§ **CONSIGNE 1**: Imprimez le passage de l'extrait compris entre « Nous voulons, et » et « et 60-65 ans. », bornes incluses.
§ **CONSIGNE 2**:
Répondez aux questions suivantes d'après l'extrait :
(a) Quel jour se tient le colloque ?
(b) Quelles mesures de prévention prises dans le passé sont citées en exemple ?
(c) À quels âges sont prévues les trois consultations de prévention ?
§ **CONSIGNE 3**:
Indiquez si chacune des affirmations suivantes est conforme à l'extrait, en répondant par oui ou par non et en citant les mots de l'extrait qui tranchent.
(a) Le colloque est organisé par Opinion Internationale.
(b) Le système de santé reste davantage curatif que préventif.
(c) Les consultations de prévention sont proposées à partir de 2025.

§ **EXTRAIT DU TEXTE**:
Madame Annie Vidal, vous êtes députée de Seine-et-Maritime. Vous présidez mercredi 8 décembre le colloque « Bien grandir, bien vivre, bien vieillir, » organisé par l’Association Agence des Médecines Complémentaires Adaptées (A-MCA) et dont Opinion Internationale est partenaire presse. Sentez-vous une vraie impulsion de l’Etat, notamment dans le Conseil National de la Refondation, à passer d’un ministère des maladies et des soins à un ministère du care et du bien-être ? Ou la prévention n’est-elle pas qu’un mot sur le titre d’un ministre ?
Je ne le pense pas. Bien au contraire. La sémantique dit ce que nous voulons porter. Elle témoigne de notre volonté d’aller plus loin. Beaucoup de mesures relatives à la prévention ont été prises dans le passé, je pense à la lutte contre le tabagisme, où la systématisation des dépistages par exemple ; mais effectivement le système de santé reste davantage curatif que préventif. Il est essentiel que la prévention fasse aujourd’hui partie intégrante de nos politiques de santé publique.
Nous voulons, et de nombreuses dispositions du projet de loi de finances de la Sécurité sociale en témoignent, inviter nos concitoyens à la prévention tout au long de leur vie. Et c’est la raison pour laquelle nous proposons à partir de 2023 trois consultations de prévention à 20-25 ans, 40-45 ans et 60-65 ans.

Entrées de données recueillies
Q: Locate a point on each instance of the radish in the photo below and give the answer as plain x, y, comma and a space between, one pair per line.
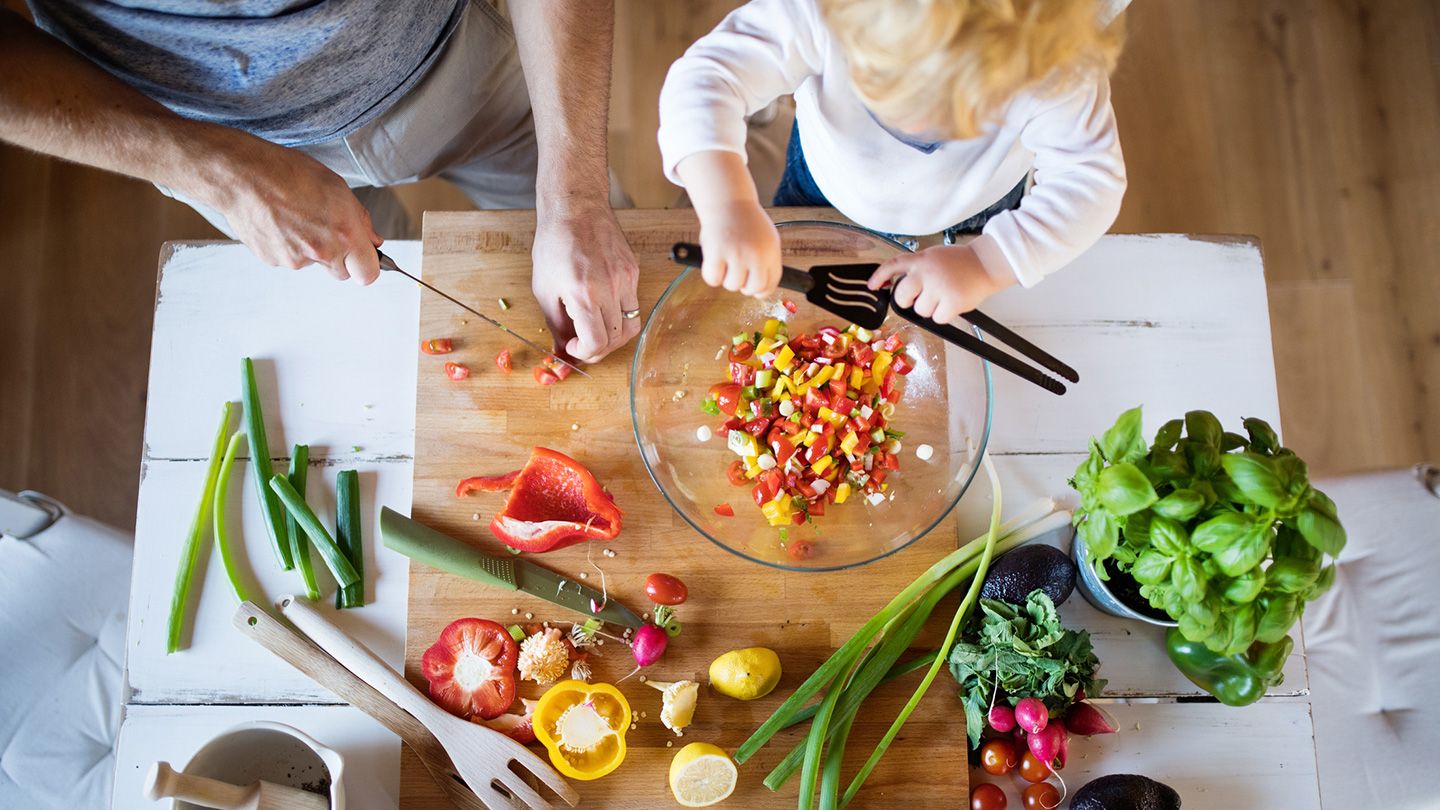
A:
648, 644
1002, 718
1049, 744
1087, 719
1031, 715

...

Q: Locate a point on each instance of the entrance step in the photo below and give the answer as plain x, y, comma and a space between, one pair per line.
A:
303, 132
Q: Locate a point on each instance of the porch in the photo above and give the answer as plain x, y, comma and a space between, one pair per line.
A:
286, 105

§ **VOTRE RÉPONSE 1**:
Nous voulons, et de nombreuses dispositions du projet de loi de finances de la Sécurité sociale en témoignent, inviter nos concitoyens à la prévention tout au long de leur vie. Et c’est la raison pour laquelle nous proposons à partir de 2023 trois consultations de prévention à 20-25 ans, 40-45 ans et 60-65 ans.

§ **VOTRE RÉPONSE 2**:
(a) Le mercredi 8 décembre.
(b) La lutte contre le tabagisme et la systématisation des dépistages.
(c) À 20-25 ans, 40-45 ans et 60-65 ans.

§ **VOTRE RÉPONSE 3**:
(a) Non : « organisé par l’Association Agence des Médecines Complémentaires Adaptées (A-MCA) et dont Opinion Internationale est partenaire presse ».
(b) Oui : « le système de santé reste davantage curatif que préventif ».
(c) Non : « nous proposons à partir de 2023 trois consultations de prévention ».